▶ **Exercise requirements**
Rewrite the records below from the first line up to and including the line that contains "point(818, 661)", requests included. Shift every point coordinate in the answers by adding 43 to both the x and the y value.

Records from a data source:
+ + + +

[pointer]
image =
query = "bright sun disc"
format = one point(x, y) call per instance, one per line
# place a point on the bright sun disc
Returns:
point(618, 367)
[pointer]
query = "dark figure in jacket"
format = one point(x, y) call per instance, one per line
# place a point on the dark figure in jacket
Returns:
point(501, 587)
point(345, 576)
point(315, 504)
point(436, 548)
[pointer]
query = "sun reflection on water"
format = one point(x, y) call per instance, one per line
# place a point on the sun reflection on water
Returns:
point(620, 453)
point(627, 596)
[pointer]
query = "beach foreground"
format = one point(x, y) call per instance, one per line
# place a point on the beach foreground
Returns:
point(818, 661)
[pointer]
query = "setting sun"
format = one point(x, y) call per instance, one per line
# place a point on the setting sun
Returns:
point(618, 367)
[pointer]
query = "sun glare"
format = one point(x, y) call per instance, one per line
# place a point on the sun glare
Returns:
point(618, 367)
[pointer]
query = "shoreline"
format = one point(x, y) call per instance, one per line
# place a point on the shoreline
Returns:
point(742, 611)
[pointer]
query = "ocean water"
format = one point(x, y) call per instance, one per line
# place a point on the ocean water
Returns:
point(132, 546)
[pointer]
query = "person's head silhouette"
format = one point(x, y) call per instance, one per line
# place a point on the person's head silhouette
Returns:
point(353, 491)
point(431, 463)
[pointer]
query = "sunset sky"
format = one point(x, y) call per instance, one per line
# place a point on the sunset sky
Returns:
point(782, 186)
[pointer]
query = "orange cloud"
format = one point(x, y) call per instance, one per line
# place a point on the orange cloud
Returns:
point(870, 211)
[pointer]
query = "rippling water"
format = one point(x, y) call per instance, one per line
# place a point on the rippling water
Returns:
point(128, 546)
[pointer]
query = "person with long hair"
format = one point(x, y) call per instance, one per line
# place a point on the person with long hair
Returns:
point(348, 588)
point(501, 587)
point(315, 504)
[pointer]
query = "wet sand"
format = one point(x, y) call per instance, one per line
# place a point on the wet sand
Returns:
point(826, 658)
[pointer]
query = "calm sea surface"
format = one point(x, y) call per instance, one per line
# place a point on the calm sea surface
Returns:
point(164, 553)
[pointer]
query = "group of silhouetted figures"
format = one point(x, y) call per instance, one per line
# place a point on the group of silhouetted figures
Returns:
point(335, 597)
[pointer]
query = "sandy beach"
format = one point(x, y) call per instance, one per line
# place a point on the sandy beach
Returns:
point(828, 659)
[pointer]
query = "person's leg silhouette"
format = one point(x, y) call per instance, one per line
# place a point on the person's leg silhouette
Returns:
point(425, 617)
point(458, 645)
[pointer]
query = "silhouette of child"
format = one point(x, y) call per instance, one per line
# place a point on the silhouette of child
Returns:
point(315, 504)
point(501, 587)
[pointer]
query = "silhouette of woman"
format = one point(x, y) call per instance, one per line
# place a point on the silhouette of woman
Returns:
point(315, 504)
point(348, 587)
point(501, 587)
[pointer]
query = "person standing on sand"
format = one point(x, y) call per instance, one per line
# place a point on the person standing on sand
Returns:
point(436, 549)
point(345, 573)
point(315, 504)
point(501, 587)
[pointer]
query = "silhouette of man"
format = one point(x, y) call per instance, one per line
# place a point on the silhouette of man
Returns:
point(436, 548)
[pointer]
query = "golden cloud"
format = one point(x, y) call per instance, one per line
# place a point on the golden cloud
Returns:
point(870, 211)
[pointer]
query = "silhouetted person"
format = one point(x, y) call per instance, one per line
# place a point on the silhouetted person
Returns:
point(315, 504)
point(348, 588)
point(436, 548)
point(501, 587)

+ + + +

▶ **Output for this exercise**
[pointer]
image =
query = "bright sun disc"
format = one point(x, y) call per instance, one per line
# place a point on the bright sun disc
Returns:
point(661, 410)
[pointer]
query = "dark figure in jacket"
format = one point(x, y) call per instance, one per line
# place a point on the dark figure in jacket
Returns:
point(544, 630)
point(388, 619)
point(358, 547)
point(479, 591)
[pointer]
query = "sun reflection on water"
format = one point(x, y) call per instance, one per line
# place a point on the sun reflection on water
Returns:
point(663, 496)
point(670, 639)
[pointer]
query = "beach foreground"
format = one point(x, y) call per instance, one per line
# place a point on the beach foreground
Returns:
point(861, 704)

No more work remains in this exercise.